• **Teks Bacaan**
======
KONGRES I
“GOLONGAN PUTIH” INDONESIA
Surabaya, 8 Nopember 2008
MENGGAGAS
POLITIK PERUBAHAN
DI ANTARA POLITIK KEKUASAAN
A. LATAR BELAKANG.
Ketika dipahami kemerdekaan Indonesia adalah sebuah keberhasilan keputusan politik kebangsaan , yang inherent dengan keinginan untuk membentuk sebuah Negara yang bersatu, berdaulat, dan berkeadilan sosial ; maka jika sekarang masalah berturut berikut ini bila dapat mengancam persatuan kesatuan, kedaulatan rakyat, dan rasa keadilan sosial ; seperti system ketata-negaran yang semrawut, baik antar pemerintah pusat atau pun dengan pemerintah daerah , lemahnya law enforcement, rentannya struktur fondasi dan rendahnya angka pertumbuhan ekonomi nasional, tingginya angka kemiskinan dan penganguran, mahalnya biaya pendidikan dan kesehatan, dan sederet masalah masalah dasar sosial ekonomi kemasyarakatan yang lain ; yang menjadikan banyak orang merasa kehilangan harapan hidup – seperti tercermin pada meningkat nya angka kasus orang gila, bunuh diri, tawuran antar desa – antar kampus dan meningkatnya buruh migrant tki-tkw, dan seterusnya ; lantas pertanyaan besar kita yang selayaknya muncul adalah, politik macam apa yang dijalankan oleh Negara Indonesia yang telah merdeka selama 63 tahun ini.
Seperti kita ketahui bersama. politik merupakan sebuah bangunan dasar bagi sebuah bangsa dalam bernegara, dimana disana tempat mengalir dan berinteraksi berbagai kehendak dan aspirasi berbagai lapisan dan golongan masyarakat, untuk kemudian dirumuskan menjadi sebuah kemauan politik bersama – sebagai landasan operasional negara, untuk kemudian diperjuangkan melalui cara cara yang telah disepakati bersama pula.
Secara teoritik, corak politik menentukan model sosial dan struktur ekonomi sebuah masyarakat negara. Kemauan politik bersama dapat dirumuskan sebagai konstitusi Negara dan berbagai produk hukum turunannya, berikut berbagai kebijakan strategis dan praktis operasionalnya. Model sosial yang dipilih dan struktur ekonomi yang hendak dibangun, sepenuhnya mengacu dan berdasar pada konstitusi Negara. Dengan demikian dapat diharapkan, bahwa Negara tetap bergerak sesuai dengan cita-cita para pendiri semula.
======
• **Data Tercatat**
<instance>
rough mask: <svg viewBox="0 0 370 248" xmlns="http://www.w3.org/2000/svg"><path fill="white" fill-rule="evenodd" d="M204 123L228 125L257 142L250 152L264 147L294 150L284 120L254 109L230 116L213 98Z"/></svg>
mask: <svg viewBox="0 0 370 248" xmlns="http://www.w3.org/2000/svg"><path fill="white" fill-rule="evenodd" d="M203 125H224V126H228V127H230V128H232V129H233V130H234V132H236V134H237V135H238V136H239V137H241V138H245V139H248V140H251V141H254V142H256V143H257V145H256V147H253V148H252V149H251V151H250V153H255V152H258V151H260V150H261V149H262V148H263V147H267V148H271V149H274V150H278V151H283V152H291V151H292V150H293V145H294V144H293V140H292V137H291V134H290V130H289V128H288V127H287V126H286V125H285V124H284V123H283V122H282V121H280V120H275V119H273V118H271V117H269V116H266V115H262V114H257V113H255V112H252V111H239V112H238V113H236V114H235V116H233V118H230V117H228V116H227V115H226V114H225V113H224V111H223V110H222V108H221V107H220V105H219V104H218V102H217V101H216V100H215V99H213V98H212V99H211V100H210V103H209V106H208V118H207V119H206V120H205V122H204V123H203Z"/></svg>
======
• **Soal**
Dalam teks tentang politik perubahan, sebutkan semua hal yang dikatakan mencerminkan banyaknya orang yang merasa kehilangan harapan hidup. Baris-baris data di atas merupakan bahan tersendiri.

• **Hasil Latihan**
- Meningkatnya angka kasus orang gila
- Bunuh diri
- Tawuran antar desa dan antar kampus
- Meningkatnya buruh migrant tki-tkw